-- TRY IT --
The required result is each line of the entries below containing the string "TARGET".

══ INFORMATION PROVIDED

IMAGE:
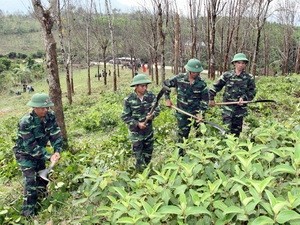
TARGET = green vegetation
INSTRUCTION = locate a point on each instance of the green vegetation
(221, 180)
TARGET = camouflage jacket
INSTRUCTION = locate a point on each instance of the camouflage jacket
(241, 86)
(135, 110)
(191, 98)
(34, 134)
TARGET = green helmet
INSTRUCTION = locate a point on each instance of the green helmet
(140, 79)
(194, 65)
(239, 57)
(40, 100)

════
══ INFORMATION PROVIDED

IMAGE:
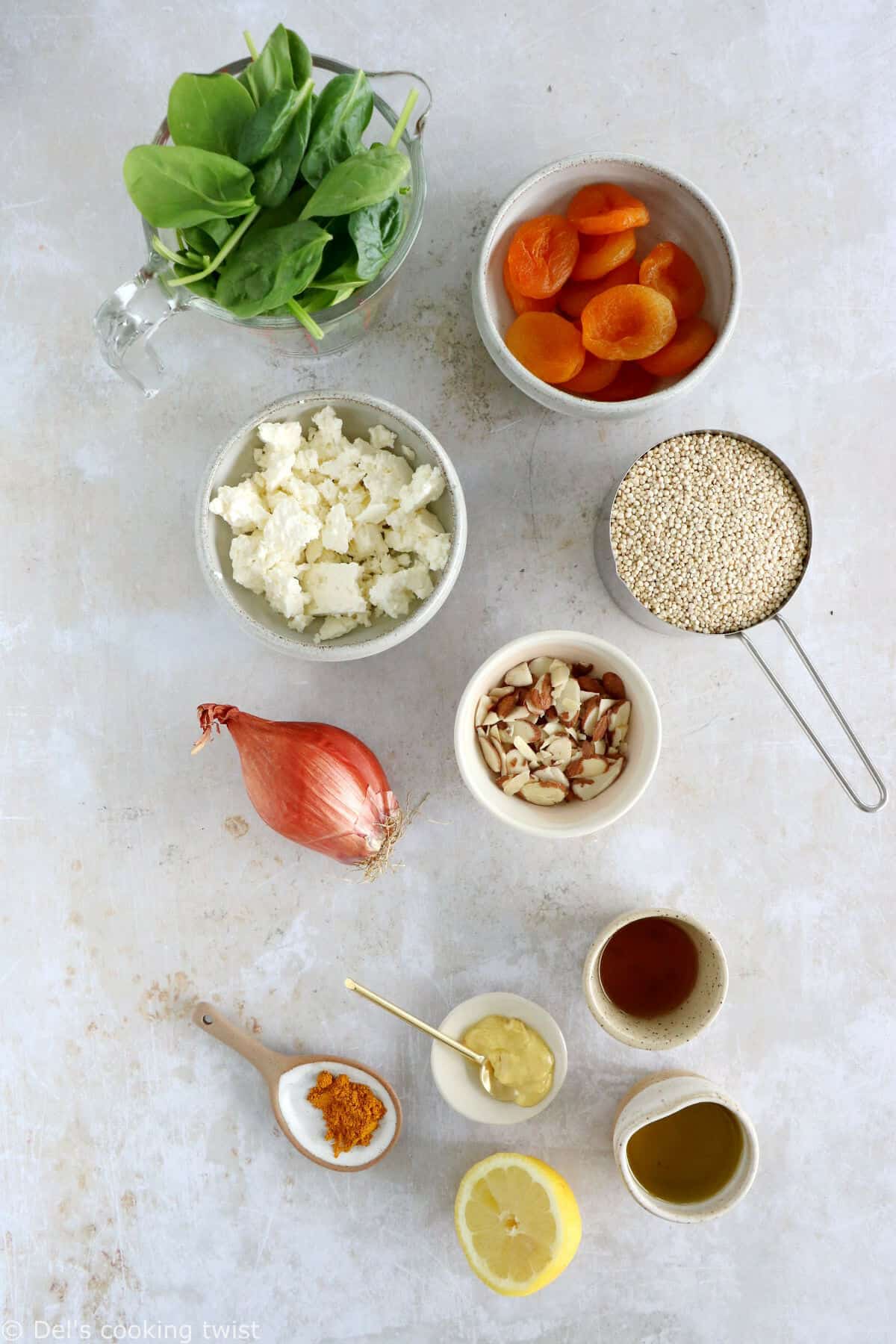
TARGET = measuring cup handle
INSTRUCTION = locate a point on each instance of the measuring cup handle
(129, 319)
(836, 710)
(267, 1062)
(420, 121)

════

-- SOLVED EXERCISE --
TARGET = green vegetation
TARGET = camouflage jacket
TARGET = green helmet
TARGET = measuring cup handle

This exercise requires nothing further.